━━ DATASET EXTRACT ━━

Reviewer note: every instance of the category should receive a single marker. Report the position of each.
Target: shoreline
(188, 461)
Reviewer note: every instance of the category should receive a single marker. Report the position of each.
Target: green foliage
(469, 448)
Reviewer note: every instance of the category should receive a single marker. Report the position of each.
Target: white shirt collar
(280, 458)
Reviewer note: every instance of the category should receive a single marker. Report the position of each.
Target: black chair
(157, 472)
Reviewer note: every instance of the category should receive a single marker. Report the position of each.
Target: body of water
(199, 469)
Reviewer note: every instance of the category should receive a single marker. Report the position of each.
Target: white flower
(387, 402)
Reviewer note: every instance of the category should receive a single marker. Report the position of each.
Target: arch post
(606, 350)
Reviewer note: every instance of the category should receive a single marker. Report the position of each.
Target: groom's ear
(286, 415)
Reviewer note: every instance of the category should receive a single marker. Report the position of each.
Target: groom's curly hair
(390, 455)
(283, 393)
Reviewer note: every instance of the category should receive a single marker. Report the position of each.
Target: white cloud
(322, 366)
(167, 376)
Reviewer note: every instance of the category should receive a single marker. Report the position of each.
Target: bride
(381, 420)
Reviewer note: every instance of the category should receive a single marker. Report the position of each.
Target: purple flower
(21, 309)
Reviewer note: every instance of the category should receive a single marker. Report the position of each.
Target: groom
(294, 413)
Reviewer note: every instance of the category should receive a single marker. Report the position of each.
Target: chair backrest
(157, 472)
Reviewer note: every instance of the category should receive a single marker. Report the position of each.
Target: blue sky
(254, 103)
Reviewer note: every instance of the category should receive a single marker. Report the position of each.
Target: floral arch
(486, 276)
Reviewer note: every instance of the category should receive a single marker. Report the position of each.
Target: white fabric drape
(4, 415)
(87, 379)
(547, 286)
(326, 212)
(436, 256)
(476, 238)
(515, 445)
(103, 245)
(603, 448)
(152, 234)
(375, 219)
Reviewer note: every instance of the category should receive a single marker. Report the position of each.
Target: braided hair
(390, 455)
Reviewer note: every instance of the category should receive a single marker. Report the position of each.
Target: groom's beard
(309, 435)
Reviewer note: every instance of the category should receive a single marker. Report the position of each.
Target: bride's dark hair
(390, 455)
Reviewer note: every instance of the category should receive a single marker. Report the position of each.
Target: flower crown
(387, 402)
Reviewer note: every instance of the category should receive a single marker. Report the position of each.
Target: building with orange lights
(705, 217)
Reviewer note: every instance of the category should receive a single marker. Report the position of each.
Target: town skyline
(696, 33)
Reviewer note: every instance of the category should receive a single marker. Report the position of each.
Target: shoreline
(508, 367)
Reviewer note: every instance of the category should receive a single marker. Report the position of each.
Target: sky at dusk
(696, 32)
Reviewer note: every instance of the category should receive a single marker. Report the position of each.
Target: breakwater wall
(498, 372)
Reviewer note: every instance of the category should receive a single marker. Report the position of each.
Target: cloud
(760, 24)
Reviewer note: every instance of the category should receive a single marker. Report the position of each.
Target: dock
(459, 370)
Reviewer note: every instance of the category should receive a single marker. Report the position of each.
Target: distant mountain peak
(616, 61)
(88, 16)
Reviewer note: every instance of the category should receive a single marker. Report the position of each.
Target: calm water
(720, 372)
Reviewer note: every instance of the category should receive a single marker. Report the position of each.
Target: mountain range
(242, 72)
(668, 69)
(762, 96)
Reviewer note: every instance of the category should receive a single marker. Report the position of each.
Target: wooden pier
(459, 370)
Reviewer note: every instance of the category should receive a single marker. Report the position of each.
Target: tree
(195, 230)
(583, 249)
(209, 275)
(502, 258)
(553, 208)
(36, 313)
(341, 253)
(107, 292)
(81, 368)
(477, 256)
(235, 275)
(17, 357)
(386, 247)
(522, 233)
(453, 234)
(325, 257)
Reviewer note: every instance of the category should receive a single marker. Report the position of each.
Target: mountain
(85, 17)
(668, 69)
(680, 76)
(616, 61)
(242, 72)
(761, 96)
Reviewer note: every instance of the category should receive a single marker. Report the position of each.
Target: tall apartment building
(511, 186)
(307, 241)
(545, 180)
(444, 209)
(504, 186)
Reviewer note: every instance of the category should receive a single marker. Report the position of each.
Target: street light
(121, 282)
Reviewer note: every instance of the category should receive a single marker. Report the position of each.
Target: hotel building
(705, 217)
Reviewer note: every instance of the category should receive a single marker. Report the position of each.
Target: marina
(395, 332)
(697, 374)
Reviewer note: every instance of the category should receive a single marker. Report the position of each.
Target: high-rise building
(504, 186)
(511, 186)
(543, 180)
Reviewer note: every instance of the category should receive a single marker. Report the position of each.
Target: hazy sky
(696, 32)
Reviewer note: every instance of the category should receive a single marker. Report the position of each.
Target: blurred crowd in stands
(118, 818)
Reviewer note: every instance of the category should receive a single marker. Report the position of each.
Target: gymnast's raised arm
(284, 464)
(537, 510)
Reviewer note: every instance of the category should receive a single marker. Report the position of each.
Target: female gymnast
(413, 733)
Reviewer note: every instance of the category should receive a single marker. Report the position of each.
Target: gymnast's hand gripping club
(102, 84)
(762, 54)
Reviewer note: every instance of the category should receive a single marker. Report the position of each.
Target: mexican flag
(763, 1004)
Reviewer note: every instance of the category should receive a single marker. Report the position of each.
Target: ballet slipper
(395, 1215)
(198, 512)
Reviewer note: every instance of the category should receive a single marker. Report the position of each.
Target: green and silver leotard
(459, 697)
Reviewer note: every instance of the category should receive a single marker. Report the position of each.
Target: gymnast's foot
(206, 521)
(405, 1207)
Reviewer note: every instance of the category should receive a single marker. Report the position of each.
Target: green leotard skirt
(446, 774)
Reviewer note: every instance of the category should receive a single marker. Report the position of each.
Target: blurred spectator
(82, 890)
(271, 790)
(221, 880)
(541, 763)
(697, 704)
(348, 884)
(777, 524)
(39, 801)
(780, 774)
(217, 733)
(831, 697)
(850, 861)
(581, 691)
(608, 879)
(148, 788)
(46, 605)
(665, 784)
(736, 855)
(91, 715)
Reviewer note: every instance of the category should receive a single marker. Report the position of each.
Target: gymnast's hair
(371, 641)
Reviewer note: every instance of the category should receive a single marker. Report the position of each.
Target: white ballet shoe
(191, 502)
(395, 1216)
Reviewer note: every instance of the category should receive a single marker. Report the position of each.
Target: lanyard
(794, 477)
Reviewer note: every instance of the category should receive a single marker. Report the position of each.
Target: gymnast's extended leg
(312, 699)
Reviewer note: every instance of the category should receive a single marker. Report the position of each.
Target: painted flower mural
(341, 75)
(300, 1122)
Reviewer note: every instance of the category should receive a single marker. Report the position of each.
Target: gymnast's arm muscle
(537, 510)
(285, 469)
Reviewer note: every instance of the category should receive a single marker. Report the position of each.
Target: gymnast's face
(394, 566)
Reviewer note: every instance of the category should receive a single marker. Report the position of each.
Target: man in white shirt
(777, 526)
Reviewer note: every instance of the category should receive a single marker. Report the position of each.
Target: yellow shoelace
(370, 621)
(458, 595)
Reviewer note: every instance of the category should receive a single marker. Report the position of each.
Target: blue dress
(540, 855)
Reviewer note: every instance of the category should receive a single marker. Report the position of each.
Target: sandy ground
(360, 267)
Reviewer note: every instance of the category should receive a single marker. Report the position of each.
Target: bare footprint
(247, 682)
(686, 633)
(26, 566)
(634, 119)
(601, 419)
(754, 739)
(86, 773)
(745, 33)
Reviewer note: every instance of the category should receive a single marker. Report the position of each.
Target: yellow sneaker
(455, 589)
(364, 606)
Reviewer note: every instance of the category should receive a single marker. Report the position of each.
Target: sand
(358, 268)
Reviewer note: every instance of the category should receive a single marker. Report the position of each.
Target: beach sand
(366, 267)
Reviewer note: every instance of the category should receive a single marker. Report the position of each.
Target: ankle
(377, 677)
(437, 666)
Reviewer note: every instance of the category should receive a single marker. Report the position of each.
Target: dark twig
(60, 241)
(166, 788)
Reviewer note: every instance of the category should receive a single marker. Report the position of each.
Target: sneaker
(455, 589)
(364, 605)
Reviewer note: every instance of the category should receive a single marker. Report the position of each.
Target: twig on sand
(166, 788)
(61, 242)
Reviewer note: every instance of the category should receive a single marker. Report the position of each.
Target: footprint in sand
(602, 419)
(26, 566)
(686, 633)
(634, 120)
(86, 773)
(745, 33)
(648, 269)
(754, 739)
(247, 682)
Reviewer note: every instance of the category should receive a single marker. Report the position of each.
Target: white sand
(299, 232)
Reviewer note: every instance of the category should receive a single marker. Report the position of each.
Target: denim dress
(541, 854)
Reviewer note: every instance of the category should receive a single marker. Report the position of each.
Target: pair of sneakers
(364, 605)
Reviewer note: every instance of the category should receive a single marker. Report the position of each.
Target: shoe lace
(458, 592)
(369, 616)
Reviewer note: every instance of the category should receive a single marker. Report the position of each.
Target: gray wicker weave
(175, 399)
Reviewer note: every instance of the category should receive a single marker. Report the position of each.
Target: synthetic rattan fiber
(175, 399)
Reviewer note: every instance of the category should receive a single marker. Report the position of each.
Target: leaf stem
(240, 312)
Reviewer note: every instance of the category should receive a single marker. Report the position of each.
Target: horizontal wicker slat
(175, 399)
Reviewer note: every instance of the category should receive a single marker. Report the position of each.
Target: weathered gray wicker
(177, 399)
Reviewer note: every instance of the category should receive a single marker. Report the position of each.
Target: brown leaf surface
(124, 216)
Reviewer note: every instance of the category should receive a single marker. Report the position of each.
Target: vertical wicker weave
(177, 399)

━━━

## STATED EXERCISE
Display every line of the material above that contains the word "arch".

## OUTPUT OF THE TASK
Target: arch post
Target: floral arch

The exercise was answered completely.